§ **Prompt 1**:
Using the Beginners' Portfolio article, answer these:
(a) In what month and year did the writer buy into BP?
(b) How many Persimmon shares does the portfolio hold?
(c) What was the portfolio's initial investment?
§ **Prompt 2**:
Extend the Beginners' Portfolio article beyond its final sentence.

§ **Extracted text**:

------------------------------------------------

Beginners Portfolio: Are BP plc and Rio Tinto plc Finally On The Way Back?

Our investments in BP plc (LON: BP) and Rio Tinto plc (LON: RIO) could finally be turning around.

| More on:

The content of this article was relevant at the time of publishing. Circumstances change continuously and caution should therefore be exercised when relying upon any content contained within this article.

You’re reading a free article with opinions that may differ from The Motley Fool’s Premium Investing Services. Become a Motley Fool member today to get instant access to our top analyst recommendations, in-depth research, investing resources, and more. Learn More.

This article is the latest in a series that aims to help novice investors with the stock market. To enjoy past articles in the series, please visit our full archive.

The Beginners’ Portfolio is a virtual portfolio, run as if based on real money with all costs, spreads and dividends accounted for. Transactions made for the portfolio are for educational purposes only and do not constitute advice to buy or sell.

Since I last looked at the value of our Beginners’ Portfolio in May, it’s taken a bit of a pummeling along with the whole of the FTSE. The pain has partly come in the shape of BP (LSE: BP) and Rio Tinto (LSE: RIO), but the portfolio has suffered across the board. Here’s the state of play as of first thing Tuesday morning:

Initial investment £5,073.66
Company Shares Buy Cost Bid Value Change %
Glaxo 34 1,440.5p £502.22 1,321.5p £439.31 -£62.91 -12.5%
Persimmon 49 617.9p £352.21 1,943p £942.07 £616.86 +190%
BP 112 434.5p £499.01 381.0p £416.72 -£82.29 -16.5%
Rio Tinto 31 3,132.9p £996.05 2,502p £765.62 -£230.43 -23.1%
BAE 146 332.3p £497.59 461.7p £664.08 £166.49 +33.5%
Apple 14 $65.50 £605.98 $111.60 £997.05 £391.07 +64.5%
Aviva 146 321.4p £470.71 469.0p £674.74 £204.03 +43.3%
Barclays 210 254.2p £546.56 253.4p £522.14 -£24.42 -4.5%
ARM 80 913.5p £744.46 957p £755.60 £11.14 +1.5%
Sirius 3,440 13.75p £485.33 17.75p £600.60 £115.17 +23.7%
Cash         £93.65    
Current value         £6,871.58 £1,797.92 +35.4%

I jumped in to BP back in August 2012, following up with a purchase of Rio Tinto just a couple of weeks later, in what could turn out to be my worst bit of investment timing yet. I knew there were problems with both, with BP hit by the Gulf of Mexico disaster and Rio Tinto facing a commodities slump as fears of a Chinese slowdown were growing, but I greatly underestimated the unknowns at the time.

------------------------------------------------

§ **Data extract**:
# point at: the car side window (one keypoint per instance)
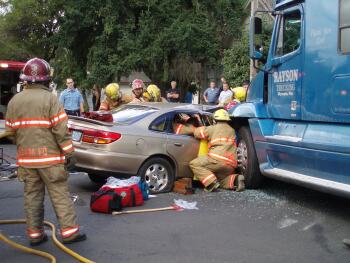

------------------------------------------------

§ **Exercise output 1**:
(a) August 2012
(b) 49
(c) £5,073.66

§ **Exercise output 2**:
Shares recovering

But both companies’ shares have blipped up a bit this month, so are the tides finally turning? Since the end of September, BP shares have actually put on 19%. Some of that will be due to the general minor rebound in shares in the past couple of weeks and to investors seeing oversold bargains in the natural resources sector, but progress on the Gulf compensation front will have settled things a little in the minds of investors.

Although the total costs are going to end up at more than $50bn, and the recent final settlement from the US Justice Department of $20.8bn sees a rise from July’s initial figure of $18.7bn, it means BP can finally start to draw a line under the proceedings and move forward — and we can resume looking at BP as an oil company rather than as a legal liability.

Although I’m personally not too worried about short-term uncertainty and volatility (as long-term Foolish investors shouldn’t be), the City is terrified of it and their short-term sights will have helped drive institutional investors away from BP.

Meanwhile…

Is anything similar happening at Rio Tinto, whose shares have similarly gained 20% since the end of September? Well, the whole of the commodities business has picked up a little, but there’s been nothing specific to Rio’s fortunes. The potential dividend yield looks attractive at better than 5.5%, but with earnings set to slump this year it would be covered less than 1.2 times by forecast EPS.

And though the City is forecasting a further rise in the dividend in 2016, the longer the commodities slump continues the greater the likelihood that the cash would actually have to be cut.

The fortunes for both companies will turn on their long-term problems. With BP that’s the price of oil, and Rio Tinto is largely dependent on Chinese demand for its metals and minerals — China accounted for 38% of Rio’s turnover in 2014.

Recovery?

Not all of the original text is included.